Task to complete = Copy the material from its first line through the line containing "129,29 -> 173,55", putting "flip-flop" in place of "sandal" and keeping everything else the same. Leave out the pictures.
#####
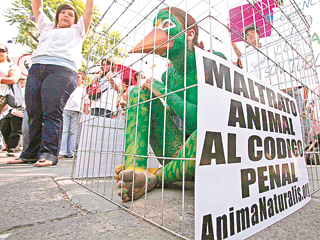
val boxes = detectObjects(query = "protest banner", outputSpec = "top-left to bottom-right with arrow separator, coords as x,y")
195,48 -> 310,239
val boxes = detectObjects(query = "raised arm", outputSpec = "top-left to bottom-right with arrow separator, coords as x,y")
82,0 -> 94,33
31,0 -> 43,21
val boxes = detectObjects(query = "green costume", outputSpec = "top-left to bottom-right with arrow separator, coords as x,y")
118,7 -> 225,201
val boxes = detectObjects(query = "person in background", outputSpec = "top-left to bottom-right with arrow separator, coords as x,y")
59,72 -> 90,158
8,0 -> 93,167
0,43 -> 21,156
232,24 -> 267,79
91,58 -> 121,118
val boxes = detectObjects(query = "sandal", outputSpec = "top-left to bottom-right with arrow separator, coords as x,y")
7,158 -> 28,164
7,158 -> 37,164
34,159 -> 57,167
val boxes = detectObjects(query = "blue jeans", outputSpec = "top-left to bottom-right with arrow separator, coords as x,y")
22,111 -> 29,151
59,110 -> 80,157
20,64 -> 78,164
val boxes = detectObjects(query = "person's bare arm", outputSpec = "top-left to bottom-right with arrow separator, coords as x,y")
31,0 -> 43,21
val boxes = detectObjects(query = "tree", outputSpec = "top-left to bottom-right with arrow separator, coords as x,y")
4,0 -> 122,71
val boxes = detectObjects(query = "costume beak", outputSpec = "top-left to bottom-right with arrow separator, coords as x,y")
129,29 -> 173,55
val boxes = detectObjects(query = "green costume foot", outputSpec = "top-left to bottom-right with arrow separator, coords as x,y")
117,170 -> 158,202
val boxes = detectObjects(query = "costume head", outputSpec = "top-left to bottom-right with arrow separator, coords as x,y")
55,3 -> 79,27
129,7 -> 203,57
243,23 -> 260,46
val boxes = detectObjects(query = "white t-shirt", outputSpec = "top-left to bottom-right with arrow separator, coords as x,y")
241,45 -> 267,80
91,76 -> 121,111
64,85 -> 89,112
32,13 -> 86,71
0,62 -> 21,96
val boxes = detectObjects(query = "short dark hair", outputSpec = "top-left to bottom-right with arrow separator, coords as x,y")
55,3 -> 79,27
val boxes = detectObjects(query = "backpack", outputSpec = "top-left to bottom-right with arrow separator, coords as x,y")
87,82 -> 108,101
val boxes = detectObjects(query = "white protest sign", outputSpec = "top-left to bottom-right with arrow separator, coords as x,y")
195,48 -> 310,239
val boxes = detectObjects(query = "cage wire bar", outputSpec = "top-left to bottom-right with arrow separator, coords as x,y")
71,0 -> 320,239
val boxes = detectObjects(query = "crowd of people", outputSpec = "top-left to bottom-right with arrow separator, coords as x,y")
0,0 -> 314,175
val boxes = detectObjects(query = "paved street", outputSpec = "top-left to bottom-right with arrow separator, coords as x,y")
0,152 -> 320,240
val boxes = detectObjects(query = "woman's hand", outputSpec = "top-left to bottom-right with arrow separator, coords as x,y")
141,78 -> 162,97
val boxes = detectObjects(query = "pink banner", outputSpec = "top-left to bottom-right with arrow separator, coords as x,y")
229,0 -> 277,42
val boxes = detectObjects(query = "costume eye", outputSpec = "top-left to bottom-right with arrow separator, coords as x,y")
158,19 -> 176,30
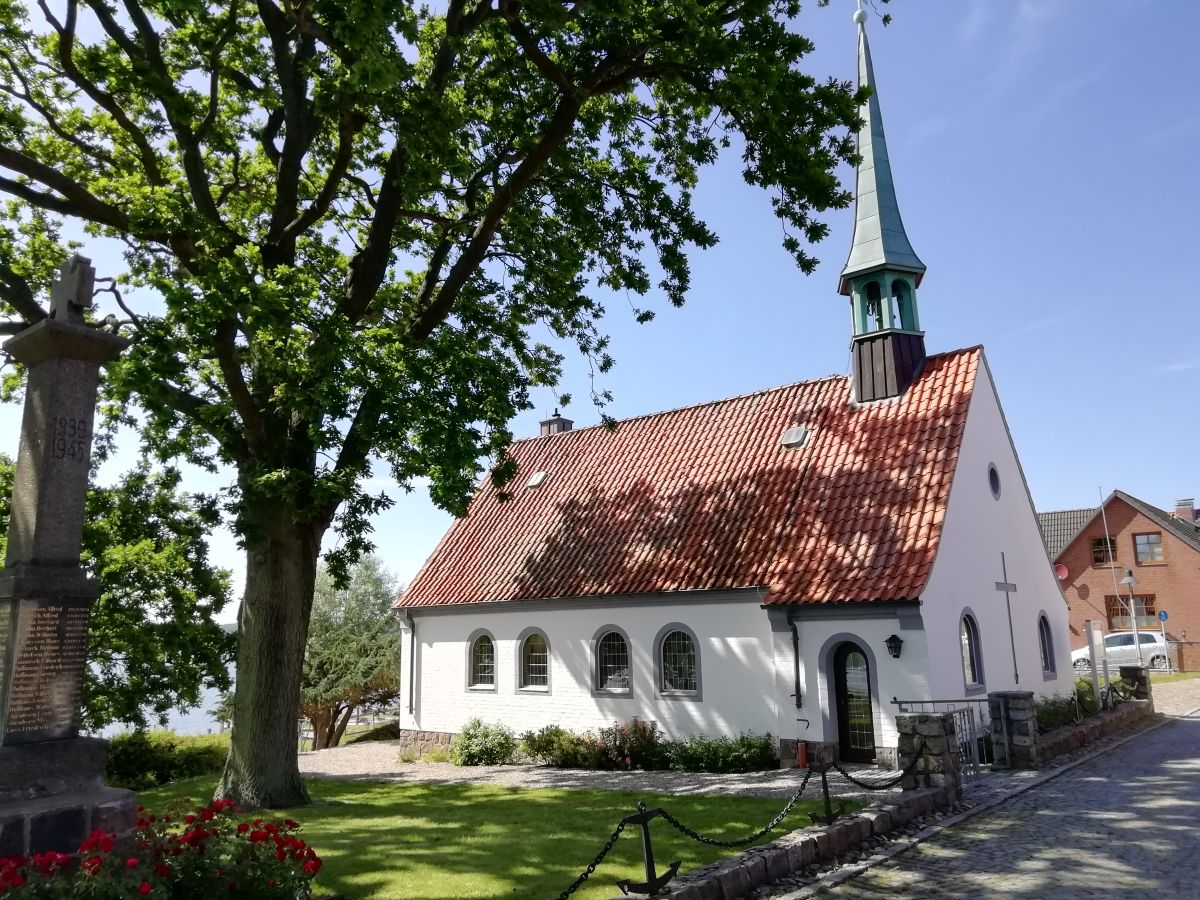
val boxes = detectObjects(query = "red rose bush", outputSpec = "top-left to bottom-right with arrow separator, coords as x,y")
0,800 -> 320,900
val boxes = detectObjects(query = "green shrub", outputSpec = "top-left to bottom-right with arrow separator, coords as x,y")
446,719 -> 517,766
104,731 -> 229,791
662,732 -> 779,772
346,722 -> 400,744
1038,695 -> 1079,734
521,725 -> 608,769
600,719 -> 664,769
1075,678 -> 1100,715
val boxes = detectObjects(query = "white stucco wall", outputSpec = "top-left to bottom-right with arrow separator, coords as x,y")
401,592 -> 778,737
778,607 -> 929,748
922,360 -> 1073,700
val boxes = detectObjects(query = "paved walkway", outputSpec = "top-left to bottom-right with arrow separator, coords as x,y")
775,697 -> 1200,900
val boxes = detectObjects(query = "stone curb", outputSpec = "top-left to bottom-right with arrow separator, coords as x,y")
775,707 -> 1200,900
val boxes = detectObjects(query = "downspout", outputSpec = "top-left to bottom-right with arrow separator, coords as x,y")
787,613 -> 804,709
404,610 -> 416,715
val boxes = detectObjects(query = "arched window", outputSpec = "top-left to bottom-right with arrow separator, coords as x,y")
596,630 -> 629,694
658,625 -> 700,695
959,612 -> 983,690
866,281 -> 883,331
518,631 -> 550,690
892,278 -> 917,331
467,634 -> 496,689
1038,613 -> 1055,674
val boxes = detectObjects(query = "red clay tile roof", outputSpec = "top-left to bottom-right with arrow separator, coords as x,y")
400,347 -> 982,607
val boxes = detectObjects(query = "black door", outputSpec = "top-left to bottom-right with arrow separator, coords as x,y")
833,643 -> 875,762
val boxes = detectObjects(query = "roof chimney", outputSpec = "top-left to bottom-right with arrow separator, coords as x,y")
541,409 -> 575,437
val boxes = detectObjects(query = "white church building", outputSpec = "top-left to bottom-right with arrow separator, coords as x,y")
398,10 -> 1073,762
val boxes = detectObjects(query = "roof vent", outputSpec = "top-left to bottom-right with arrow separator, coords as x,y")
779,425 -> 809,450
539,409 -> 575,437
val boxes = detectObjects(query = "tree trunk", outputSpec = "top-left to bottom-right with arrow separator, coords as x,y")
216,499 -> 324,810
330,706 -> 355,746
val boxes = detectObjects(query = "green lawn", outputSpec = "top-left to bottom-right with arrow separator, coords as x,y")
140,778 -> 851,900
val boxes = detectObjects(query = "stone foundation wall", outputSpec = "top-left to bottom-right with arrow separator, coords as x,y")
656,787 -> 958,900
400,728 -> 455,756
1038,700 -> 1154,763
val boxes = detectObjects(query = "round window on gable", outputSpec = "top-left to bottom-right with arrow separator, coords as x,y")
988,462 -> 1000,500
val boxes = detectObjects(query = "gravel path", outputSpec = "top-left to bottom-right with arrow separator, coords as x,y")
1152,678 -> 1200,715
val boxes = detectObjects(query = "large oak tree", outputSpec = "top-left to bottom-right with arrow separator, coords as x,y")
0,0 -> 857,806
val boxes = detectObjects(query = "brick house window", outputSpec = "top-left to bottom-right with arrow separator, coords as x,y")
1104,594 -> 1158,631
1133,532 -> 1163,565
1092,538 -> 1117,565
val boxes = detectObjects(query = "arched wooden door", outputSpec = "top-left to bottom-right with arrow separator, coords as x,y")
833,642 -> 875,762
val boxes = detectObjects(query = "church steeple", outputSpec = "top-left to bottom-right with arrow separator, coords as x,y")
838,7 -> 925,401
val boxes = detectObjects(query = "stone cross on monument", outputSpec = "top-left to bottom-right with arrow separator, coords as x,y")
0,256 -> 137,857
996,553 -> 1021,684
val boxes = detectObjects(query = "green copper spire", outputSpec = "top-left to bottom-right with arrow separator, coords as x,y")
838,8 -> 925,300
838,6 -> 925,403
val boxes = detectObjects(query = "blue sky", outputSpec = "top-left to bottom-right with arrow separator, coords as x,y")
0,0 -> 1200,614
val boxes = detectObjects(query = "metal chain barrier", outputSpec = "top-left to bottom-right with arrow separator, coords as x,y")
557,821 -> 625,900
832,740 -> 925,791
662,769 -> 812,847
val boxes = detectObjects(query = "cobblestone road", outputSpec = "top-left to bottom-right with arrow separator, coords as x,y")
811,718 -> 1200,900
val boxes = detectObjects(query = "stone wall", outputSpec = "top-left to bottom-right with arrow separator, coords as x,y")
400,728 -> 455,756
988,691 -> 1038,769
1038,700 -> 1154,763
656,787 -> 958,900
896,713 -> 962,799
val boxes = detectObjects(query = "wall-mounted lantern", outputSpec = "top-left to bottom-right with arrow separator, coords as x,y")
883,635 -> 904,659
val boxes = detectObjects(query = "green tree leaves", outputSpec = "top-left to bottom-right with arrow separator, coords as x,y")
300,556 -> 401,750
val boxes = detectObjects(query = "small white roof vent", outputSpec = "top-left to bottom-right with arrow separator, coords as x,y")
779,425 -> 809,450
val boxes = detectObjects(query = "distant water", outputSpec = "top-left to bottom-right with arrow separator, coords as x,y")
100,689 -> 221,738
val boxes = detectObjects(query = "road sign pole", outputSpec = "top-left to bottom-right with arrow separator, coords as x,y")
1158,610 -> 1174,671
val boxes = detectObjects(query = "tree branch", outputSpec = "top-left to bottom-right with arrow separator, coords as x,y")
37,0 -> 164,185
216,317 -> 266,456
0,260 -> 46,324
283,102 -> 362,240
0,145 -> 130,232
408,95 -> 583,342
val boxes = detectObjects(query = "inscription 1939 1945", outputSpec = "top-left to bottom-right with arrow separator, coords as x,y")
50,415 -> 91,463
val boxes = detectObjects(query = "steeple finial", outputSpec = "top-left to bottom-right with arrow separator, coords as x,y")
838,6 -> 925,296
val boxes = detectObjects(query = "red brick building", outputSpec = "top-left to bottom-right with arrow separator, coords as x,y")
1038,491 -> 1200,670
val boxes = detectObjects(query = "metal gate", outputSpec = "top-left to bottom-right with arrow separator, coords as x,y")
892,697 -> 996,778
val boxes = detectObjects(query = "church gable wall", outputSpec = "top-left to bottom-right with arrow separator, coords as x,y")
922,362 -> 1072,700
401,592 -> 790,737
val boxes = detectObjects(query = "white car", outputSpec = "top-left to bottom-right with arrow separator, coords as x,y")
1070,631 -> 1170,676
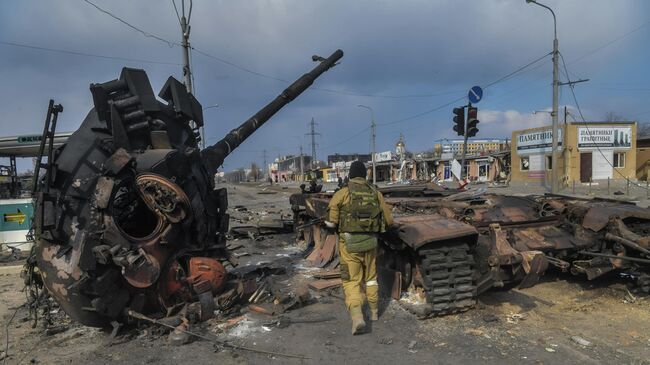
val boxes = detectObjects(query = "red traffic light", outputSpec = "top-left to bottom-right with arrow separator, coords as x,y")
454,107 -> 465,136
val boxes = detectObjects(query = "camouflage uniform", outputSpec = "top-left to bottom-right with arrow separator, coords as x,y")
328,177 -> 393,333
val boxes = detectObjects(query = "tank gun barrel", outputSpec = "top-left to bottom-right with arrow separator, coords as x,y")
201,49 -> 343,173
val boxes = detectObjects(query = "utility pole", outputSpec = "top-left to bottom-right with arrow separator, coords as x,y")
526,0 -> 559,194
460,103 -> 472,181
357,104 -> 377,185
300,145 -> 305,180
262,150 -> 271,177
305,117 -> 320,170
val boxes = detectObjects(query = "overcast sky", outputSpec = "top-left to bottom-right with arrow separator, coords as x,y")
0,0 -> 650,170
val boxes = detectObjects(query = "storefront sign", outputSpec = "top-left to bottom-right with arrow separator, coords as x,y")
#####
Result of this task =
val boxes = detectObjects(query = "protest banner", outputSpec = "top-left to bottom-right with arrow separator, coords as x,y")
195,48 -> 310,239
val boxes = detectObjects(query = "raised arm", outputSpec = "top-left to bottom-right with arrow separator, coords as x,y")
82,0 -> 94,33
31,0 -> 43,21
val boxes = detectObjects(query = "green costume", outputSpec = "top-left to bottom-right with arrow separator, coords as x,y")
118,7 -> 225,201
val boxes = detectObjects(query = "person in background", outputSpec = "top-left to bottom-right with arrow separator, coords as x,y")
59,72 -> 90,158
8,0 -> 93,167
0,43 -> 21,156
232,24 -> 267,79
91,58 -> 121,118
val boxes = detectObjects(query = "flip-flop", outputSpec = "top-left to bottom-right with arrow separator, coords as x,y")
7,158 -> 28,164
7,158 -> 37,164
34,159 -> 57,167
val boxes = detectObjects(query = "blue jeans", outputSpec = "top-left to bottom-right with arrow separator, coords as x,y")
22,111 -> 29,151
59,110 -> 80,157
20,64 -> 78,164
val boxes = detectObjects(query = "person's bare arm", outputSpec = "top-left to bottom-right with arrow separator, coords as x,y")
31,0 -> 43,21
val boxes = detectObjects(query = "tree", outputSpec = "top-left to bottom-right with arrow separator, coords as x,y")
4,0 -> 122,71
val boxes = detectObjects(query = "costume beak", outputSpec = "top-left to bottom-right with arrow separator, coords as x,y")
129,29 -> 173,55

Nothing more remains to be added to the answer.